**Challenge:** Rewrite the lines starting with the one that contains "the te huur" and going on through the one that contains "Target: te huur sign", changing "te huur sign" to "rental sign" and keeping everything else unchanged.

Raw records
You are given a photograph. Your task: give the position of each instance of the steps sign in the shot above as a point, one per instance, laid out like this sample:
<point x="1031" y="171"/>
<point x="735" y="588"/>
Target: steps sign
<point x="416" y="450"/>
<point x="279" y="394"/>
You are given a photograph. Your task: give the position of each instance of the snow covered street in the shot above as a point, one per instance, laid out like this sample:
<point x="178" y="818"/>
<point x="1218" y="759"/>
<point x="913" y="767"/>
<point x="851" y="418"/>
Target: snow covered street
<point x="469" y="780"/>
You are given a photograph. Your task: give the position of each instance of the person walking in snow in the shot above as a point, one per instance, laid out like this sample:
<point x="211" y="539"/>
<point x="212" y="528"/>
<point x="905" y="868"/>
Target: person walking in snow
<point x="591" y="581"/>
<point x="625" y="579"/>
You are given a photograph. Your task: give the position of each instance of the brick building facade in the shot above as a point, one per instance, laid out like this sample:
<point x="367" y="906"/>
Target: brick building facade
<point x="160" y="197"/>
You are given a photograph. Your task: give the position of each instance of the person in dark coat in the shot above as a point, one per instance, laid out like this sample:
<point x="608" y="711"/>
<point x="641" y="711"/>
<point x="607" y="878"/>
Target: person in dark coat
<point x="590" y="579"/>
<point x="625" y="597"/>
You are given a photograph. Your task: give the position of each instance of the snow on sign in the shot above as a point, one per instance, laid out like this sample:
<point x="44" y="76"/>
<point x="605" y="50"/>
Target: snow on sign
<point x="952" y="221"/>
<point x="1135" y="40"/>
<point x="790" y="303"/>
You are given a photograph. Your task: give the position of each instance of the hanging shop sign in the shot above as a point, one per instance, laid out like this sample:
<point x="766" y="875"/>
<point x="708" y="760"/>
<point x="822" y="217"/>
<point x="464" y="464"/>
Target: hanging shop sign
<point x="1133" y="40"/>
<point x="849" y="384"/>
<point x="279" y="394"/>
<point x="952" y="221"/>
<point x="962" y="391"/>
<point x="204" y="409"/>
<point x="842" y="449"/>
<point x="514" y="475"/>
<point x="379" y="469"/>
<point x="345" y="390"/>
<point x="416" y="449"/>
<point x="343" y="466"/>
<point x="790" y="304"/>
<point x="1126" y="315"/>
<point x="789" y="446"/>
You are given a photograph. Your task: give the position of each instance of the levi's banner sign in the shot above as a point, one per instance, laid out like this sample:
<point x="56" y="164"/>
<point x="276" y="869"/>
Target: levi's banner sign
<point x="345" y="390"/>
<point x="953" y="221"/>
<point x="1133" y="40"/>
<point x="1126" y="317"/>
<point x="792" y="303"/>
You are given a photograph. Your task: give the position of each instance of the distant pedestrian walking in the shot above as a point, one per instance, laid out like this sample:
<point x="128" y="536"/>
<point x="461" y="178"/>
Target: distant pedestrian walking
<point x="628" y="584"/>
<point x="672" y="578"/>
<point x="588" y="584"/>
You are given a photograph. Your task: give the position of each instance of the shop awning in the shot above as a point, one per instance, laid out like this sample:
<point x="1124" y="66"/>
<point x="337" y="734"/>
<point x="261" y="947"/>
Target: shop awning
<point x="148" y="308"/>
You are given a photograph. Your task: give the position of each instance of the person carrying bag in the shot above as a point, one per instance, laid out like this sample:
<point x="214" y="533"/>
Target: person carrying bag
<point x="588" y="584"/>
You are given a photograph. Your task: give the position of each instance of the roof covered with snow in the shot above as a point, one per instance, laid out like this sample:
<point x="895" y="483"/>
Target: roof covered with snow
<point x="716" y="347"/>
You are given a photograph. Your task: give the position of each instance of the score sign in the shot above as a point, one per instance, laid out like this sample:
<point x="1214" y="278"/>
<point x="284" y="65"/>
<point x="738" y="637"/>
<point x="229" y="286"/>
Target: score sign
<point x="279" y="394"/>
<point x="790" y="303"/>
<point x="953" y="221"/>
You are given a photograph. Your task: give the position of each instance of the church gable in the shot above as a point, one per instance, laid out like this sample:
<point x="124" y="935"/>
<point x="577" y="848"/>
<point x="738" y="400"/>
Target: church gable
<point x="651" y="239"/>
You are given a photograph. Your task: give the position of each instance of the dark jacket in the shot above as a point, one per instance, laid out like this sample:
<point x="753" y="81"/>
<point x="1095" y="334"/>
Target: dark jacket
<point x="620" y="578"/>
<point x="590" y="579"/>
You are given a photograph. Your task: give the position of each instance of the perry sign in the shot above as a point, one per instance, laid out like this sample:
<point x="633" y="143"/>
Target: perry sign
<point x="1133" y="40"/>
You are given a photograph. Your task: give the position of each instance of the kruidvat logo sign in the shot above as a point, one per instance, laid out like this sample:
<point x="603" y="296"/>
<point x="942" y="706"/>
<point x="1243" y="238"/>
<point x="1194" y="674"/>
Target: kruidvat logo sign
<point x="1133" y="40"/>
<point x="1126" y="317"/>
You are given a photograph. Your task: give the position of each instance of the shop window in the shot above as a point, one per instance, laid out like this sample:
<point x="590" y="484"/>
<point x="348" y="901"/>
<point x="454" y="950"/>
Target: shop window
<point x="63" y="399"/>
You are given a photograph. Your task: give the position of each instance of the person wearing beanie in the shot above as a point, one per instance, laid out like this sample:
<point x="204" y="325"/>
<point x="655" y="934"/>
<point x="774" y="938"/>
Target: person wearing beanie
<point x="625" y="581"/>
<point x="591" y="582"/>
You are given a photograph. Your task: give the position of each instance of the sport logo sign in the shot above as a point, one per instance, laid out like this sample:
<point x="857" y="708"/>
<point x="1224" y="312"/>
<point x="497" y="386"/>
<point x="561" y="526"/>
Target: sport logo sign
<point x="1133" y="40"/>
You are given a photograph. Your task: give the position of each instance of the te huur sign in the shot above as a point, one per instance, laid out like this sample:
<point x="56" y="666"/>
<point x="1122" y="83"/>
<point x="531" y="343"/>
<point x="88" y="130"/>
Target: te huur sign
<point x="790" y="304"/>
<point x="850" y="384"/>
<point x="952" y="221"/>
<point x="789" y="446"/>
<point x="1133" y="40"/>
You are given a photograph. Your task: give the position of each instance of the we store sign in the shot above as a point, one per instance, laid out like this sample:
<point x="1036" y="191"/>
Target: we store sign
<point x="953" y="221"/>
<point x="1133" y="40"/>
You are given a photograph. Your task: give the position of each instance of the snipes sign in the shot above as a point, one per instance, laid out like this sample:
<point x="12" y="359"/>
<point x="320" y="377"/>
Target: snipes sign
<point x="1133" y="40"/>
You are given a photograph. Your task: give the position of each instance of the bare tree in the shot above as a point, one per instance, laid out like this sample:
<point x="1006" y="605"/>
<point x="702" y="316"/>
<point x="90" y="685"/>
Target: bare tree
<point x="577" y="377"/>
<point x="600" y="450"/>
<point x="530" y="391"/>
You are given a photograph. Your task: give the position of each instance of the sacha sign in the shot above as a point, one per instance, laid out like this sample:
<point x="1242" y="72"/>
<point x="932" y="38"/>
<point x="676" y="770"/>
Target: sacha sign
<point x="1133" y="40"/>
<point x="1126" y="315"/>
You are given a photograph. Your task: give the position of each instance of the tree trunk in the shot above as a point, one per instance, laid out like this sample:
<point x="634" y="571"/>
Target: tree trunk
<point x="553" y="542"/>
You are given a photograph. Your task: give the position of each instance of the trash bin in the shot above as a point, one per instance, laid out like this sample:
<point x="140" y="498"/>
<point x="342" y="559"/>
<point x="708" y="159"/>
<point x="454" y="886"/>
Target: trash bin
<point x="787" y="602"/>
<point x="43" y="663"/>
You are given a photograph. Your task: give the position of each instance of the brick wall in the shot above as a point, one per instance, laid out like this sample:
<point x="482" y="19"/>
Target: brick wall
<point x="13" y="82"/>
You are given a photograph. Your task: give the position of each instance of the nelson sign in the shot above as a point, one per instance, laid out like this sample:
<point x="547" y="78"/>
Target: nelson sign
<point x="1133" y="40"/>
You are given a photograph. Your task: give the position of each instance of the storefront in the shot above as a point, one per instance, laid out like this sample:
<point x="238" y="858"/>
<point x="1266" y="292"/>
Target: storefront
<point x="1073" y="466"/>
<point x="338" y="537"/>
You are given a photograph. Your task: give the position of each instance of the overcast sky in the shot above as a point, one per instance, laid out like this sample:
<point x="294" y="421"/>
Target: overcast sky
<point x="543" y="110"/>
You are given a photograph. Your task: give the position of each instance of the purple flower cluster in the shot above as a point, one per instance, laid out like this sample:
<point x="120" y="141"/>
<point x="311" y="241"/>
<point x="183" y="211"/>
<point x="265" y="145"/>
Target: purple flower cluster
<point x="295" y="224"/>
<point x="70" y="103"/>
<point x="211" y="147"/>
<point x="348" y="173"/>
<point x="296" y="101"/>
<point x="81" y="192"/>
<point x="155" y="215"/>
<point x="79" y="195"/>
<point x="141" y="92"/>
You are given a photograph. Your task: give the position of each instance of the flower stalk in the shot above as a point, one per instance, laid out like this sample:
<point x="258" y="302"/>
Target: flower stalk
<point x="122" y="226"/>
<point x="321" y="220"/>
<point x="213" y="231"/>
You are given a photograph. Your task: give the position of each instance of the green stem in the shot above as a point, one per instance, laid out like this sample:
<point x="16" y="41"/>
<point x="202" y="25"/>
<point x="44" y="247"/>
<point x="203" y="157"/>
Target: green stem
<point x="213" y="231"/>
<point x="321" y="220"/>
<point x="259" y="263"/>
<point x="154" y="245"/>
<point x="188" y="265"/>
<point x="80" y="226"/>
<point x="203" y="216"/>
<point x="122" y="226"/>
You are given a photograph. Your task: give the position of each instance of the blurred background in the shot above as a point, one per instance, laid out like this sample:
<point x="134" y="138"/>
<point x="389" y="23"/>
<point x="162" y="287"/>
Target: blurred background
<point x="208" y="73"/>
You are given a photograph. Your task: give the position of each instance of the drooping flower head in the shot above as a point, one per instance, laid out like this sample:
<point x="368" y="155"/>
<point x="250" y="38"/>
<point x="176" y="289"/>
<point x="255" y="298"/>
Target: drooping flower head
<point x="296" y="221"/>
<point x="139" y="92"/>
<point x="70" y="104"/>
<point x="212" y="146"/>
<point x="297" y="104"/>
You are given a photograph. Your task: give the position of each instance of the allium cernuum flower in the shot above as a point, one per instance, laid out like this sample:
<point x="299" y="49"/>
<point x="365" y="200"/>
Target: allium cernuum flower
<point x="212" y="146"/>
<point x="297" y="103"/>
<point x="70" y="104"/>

**Solution to this task:**
You are given a photograph. Your task: give the position of each instance of the rental sign in the shot above as a point, one per instance, laid out like this sample:
<point x="56" y="666"/>
<point x="1122" y="83"/>
<point x="531" y="343"/>
<point x="88" y="130"/>
Target: rental sign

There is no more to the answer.